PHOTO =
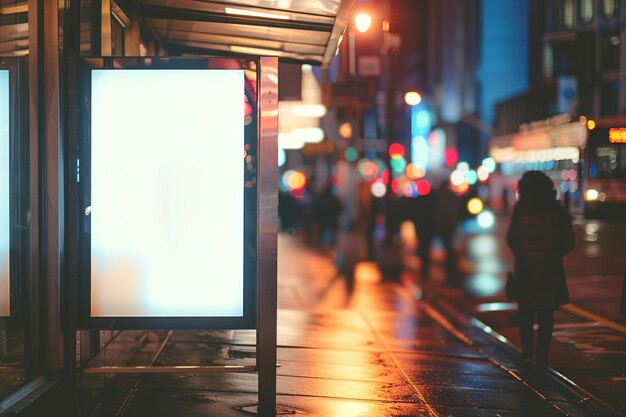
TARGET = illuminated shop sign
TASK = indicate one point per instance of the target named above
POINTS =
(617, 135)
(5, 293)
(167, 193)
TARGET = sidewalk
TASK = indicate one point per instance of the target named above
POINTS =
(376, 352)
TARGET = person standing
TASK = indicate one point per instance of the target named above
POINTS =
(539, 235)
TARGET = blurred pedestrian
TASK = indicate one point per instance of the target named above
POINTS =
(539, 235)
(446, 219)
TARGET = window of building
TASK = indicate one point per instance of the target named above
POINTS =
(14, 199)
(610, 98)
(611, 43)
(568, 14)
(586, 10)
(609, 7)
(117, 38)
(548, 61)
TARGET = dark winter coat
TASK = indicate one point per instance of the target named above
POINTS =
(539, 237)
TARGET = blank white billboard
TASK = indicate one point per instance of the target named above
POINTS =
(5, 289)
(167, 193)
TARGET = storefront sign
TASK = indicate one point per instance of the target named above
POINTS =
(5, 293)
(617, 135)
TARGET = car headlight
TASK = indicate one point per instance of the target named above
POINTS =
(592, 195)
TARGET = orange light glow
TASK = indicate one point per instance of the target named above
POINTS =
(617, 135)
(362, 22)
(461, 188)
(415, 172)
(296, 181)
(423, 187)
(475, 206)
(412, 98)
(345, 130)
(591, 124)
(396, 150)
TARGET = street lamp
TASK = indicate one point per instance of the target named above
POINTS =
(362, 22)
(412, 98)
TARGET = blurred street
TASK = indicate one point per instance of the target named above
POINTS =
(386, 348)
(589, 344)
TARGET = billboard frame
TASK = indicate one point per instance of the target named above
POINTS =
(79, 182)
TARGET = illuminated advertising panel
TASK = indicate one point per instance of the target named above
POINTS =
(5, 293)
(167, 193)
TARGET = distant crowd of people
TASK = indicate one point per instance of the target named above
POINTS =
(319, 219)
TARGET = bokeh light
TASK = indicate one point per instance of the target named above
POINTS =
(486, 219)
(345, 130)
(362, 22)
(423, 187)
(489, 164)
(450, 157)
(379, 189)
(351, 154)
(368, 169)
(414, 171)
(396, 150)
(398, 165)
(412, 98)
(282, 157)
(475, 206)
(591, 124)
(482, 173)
--
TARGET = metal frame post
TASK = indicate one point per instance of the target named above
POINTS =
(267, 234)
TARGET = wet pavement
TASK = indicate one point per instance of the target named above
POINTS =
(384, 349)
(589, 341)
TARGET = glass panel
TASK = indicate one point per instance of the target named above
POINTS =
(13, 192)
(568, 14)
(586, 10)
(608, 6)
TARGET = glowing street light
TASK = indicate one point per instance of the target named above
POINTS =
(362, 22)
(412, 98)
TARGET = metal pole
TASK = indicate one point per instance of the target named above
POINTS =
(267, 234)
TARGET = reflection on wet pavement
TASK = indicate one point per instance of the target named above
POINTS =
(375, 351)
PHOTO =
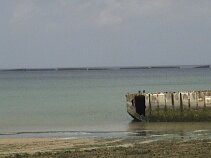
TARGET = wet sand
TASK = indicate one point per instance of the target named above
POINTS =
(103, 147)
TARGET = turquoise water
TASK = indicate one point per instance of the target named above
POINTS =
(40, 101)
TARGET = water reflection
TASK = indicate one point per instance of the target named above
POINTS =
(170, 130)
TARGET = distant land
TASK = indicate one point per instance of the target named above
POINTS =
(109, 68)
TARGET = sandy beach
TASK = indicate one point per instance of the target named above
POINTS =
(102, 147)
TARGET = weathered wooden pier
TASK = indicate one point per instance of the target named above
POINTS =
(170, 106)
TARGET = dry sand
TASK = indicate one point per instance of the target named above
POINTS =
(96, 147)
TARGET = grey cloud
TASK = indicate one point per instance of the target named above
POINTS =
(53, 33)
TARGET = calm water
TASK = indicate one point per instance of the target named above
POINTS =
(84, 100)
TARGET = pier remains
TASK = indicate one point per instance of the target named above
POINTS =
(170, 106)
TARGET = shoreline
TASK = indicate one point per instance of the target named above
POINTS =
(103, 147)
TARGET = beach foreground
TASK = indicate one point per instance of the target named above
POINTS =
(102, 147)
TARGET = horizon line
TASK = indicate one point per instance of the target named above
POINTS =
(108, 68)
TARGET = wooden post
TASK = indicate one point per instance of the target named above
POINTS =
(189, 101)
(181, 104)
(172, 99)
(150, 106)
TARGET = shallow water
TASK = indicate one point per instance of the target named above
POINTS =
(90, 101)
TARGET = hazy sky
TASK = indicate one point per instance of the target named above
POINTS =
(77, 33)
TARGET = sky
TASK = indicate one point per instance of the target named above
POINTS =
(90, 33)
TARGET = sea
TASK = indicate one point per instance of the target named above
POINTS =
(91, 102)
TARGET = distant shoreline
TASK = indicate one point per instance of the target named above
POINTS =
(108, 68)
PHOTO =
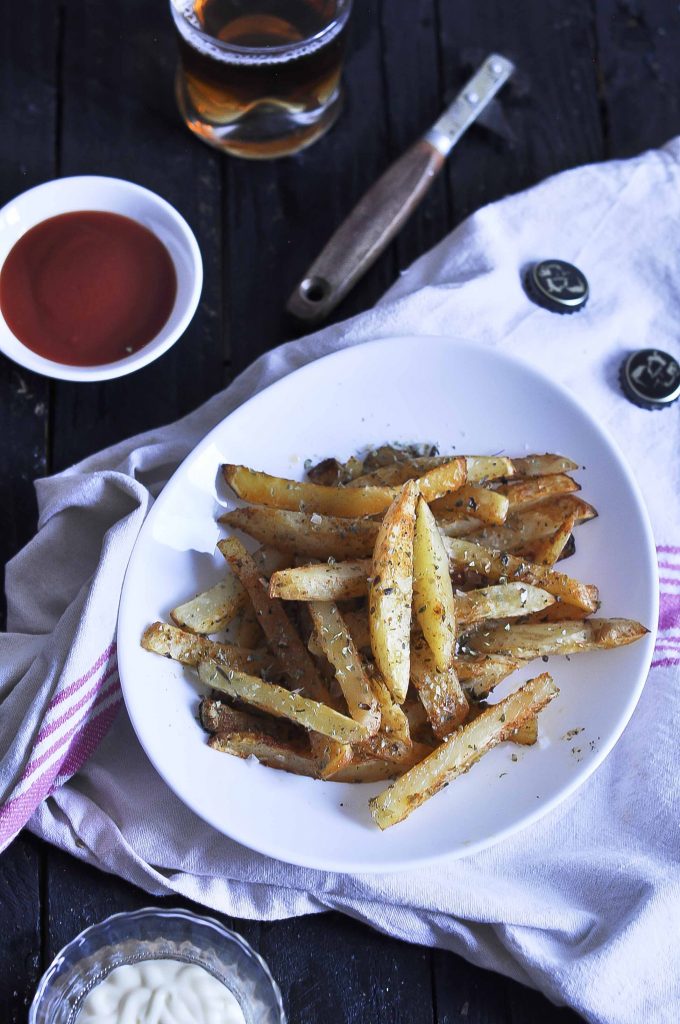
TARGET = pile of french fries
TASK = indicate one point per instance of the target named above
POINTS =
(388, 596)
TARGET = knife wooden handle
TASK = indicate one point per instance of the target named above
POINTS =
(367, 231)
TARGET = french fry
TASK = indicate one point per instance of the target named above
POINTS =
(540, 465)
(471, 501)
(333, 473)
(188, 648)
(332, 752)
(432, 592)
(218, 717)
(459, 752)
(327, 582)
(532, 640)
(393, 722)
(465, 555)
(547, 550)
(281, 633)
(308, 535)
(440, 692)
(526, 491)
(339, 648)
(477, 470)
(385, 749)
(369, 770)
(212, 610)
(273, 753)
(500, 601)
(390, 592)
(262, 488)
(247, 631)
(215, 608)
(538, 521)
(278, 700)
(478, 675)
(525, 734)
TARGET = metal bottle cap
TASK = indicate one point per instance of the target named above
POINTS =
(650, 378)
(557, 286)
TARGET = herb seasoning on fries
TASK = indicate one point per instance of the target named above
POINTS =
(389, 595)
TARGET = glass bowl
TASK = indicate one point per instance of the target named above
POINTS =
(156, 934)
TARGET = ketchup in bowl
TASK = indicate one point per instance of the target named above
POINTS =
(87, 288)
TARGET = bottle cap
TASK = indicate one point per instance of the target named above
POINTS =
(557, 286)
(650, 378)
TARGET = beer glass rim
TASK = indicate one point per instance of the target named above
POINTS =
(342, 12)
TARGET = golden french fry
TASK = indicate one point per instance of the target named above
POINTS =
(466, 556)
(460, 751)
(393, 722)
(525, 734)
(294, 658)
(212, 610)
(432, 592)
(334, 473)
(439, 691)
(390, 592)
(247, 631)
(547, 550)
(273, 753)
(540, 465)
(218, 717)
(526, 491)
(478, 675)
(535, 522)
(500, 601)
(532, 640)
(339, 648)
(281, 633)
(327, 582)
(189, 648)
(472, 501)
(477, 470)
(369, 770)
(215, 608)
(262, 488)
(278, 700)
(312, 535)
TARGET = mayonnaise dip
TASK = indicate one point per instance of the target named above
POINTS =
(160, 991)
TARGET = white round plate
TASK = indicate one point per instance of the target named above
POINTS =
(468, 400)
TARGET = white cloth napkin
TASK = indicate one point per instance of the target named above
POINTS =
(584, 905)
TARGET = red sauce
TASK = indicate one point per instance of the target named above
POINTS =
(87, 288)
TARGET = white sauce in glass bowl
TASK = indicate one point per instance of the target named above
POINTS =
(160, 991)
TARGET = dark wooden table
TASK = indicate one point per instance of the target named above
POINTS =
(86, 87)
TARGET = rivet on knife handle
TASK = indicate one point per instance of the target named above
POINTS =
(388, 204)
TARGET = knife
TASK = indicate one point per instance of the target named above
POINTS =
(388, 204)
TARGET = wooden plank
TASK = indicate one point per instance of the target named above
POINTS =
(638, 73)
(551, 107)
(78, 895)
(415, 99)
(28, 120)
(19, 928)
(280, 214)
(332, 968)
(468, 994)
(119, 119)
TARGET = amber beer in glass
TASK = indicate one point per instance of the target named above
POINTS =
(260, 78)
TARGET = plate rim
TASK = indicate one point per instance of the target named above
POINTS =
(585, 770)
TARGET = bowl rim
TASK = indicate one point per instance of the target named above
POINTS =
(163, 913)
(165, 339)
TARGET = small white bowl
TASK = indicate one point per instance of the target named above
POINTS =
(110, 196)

**TO BE DONE**.
List every line in the items above that contains the word "post".

**SOLVED EXERCISE**.
TARGET = metal frame post
TARGET = wooden post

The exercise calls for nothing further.